§ JOB:
Return the records word for word. Any pictures in them are not part of the copy.

***** GIVEN INFORMATION *****

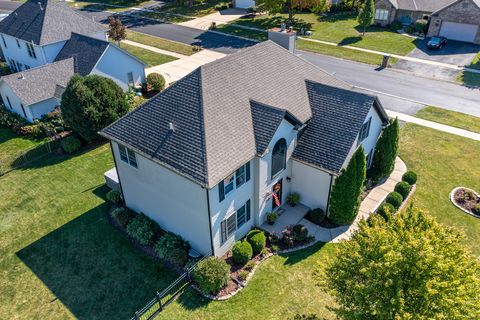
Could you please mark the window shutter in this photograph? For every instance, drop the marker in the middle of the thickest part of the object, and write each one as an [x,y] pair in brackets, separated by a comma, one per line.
[221,191]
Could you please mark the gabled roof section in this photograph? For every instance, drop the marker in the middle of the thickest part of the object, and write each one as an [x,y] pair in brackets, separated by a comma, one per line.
[41,83]
[266,121]
[338,115]
[47,21]
[86,51]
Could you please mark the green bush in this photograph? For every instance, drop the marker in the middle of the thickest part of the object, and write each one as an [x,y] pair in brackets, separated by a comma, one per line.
[317,216]
[141,229]
[123,215]
[403,188]
[156,82]
[410,177]
[257,239]
[114,196]
[212,274]
[395,199]
[242,252]
[173,248]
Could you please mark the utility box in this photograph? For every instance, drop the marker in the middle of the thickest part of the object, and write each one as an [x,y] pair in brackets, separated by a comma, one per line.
[285,37]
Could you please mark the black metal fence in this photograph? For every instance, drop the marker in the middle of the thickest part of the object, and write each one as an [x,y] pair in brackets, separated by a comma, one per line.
[162,299]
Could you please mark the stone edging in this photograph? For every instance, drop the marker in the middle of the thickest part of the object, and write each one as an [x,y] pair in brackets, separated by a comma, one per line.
[251,273]
[452,200]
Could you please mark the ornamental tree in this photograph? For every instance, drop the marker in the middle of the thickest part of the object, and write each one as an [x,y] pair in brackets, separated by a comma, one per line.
[410,267]
[91,103]
[346,191]
[386,151]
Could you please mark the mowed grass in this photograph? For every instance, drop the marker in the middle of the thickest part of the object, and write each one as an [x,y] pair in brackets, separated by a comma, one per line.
[151,58]
[282,286]
[451,118]
[160,43]
[443,162]
[60,257]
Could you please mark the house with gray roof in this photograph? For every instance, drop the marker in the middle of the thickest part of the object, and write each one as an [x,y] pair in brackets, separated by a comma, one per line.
[211,155]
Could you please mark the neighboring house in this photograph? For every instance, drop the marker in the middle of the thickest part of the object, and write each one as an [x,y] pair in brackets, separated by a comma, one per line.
[33,34]
[453,19]
[206,157]
[38,39]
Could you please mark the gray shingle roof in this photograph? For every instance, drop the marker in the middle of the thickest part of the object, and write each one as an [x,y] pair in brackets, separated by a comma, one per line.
[47,21]
[86,52]
[212,111]
[38,84]
[338,115]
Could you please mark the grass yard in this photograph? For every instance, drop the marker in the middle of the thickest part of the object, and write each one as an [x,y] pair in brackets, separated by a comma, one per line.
[443,162]
[160,43]
[151,58]
[283,286]
[60,258]
[451,118]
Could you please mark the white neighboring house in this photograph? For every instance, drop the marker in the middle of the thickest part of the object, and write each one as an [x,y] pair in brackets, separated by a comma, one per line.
[206,157]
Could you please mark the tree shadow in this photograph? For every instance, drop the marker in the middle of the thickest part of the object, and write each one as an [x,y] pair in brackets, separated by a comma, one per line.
[298,256]
[93,269]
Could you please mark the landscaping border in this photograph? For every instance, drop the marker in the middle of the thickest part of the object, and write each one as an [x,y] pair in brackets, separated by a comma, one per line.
[452,200]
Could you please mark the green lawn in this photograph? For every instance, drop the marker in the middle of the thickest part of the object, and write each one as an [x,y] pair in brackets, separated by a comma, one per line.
[451,118]
[149,57]
[160,43]
[283,286]
[60,258]
[341,28]
[443,162]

*****

§ WRITTEN ANSWER:
Could you please mark the window shutter in this photograph? For every instance, drop the marker in the middle of the thickest part of the object, and write each one as an [x,y] pair in brackets, separated by a comma, one per line.
[221,191]
Could you please mark the gabled roof section in this photograph? For every instance, drop the marker in the middle of the thickest part of the object, and write each one as an [x,y] pair in brackets, separated by a comma, one per line.
[41,83]
[266,121]
[338,115]
[47,21]
[86,51]
Could you please mark the green bush in this photograph? For every instance, drop the marker in the middle of the thickest part of the object, and write each one as an [x,y] pair in brackets, separated by a comma, one per line.
[317,216]
[141,229]
[123,215]
[403,188]
[156,82]
[410,177]
[257,239]
[114,196]
[212,274]
[395,199]
[242,252]
[173,248]
Could you please mark the utility box in this photograph? For every instance, drop the marker in the middle of the thickest part of the object, and write each one as an [x,y] pair in brackets, separated by a comma, one per line.
[285,37]
Could you please mark the black metal fence in this photograph? For every instance, drop the marker in the middle of the thickest part of the object, and write each one as an [x,y] pair in brackets, separated by a comma, one per line.
[162,299]
Could you please mark the stone edging in this photograph? For every instance, drop the marker in the middle of the thickest part of the object, and write each one as an [x,y] pair in brackets, separated by a comma, one per line.
[251,273]
[452,200]
Could you please mark the ornamental tree in this photograph? For every instance, drop the marker in the middle of the thickest part of the object, and write each one as an [x,y] pair in brackets, separated by a comma, one per line.
[410,267]
[91,103]
[346,191]
[386,151]
Could you please mark the mowed grass in this photograph? For every instance, drop the marker in the middle of the thickest part of the object, and write each one as an [x,y] pair in brackets, separated by a comma, one per line.
[151,58]
[282,286]
[451,118]
[160,43]
[443,162]
[60,257]
Could you please mark the house with gray roof in this photograph? For every instance, drop the marker in the middle of the thickest part of the object, and write each one as an [x,y] pair in brackets, separated by a comma, one per line.
[211,155]
Could you please mark the neighboring house in this photograph? For every instance, drop the marker in the middle of the thickest part of the object, and write each one as an [x,y] pair in brackets, separated by a comma, one per line.
[33,34]
[453,19]
[206,157]
[38,39]
Could you please mark the gray shingle roof in this photograph? For every instance, drop the marker in the middle of the thickest part of the object, and write each one as an [x,y] pair in brackets, separated by a comma, one per line.
[47,21]
[86,52]
[212,111]
[38,84]
[338,115]
Could you please mark the grass yard in this photograph? For every instance, drop the marker in the middle of the thickest part of the object, and write each one as an [x,y] pair in brackets, separated by a comma, one per line.
[443,162]
[160,43]
[151,58]
[283,286]
[60,258]
[451,118]
Could you please mark the white neighboring house in this photograph? For every instance, drop the marker in the middle of the thickest part of the object, and write each one as an [x,y] pair in brackets, separated by a comma, one per line.
[206,157]
Could you please mark the tree shadow in this photograph? For every instance, drop the marker in the middle of the thickest part of the object, and write each one as an [x,y] pair in brackets, separated by a comma, one per line.
[298,256]
[93,269]
Could you please mark the landscaping border in this photograph? For every instance, drop the marker in the middle of the thickest part of the object, and write each one as an [x,y] pair in brackets, separated by a comma, one per line.
[452,200]
Could you please mark the green lawn in this photograph? For every instance, drop the marker in the middle of the thickest part of the object, and write each one as an [x,y] pair in brackets, separated by a comma, one per line.
[451,118]
[149,57]
[160,43]
[283,286]
[60,258]
[341,28]
[443,162]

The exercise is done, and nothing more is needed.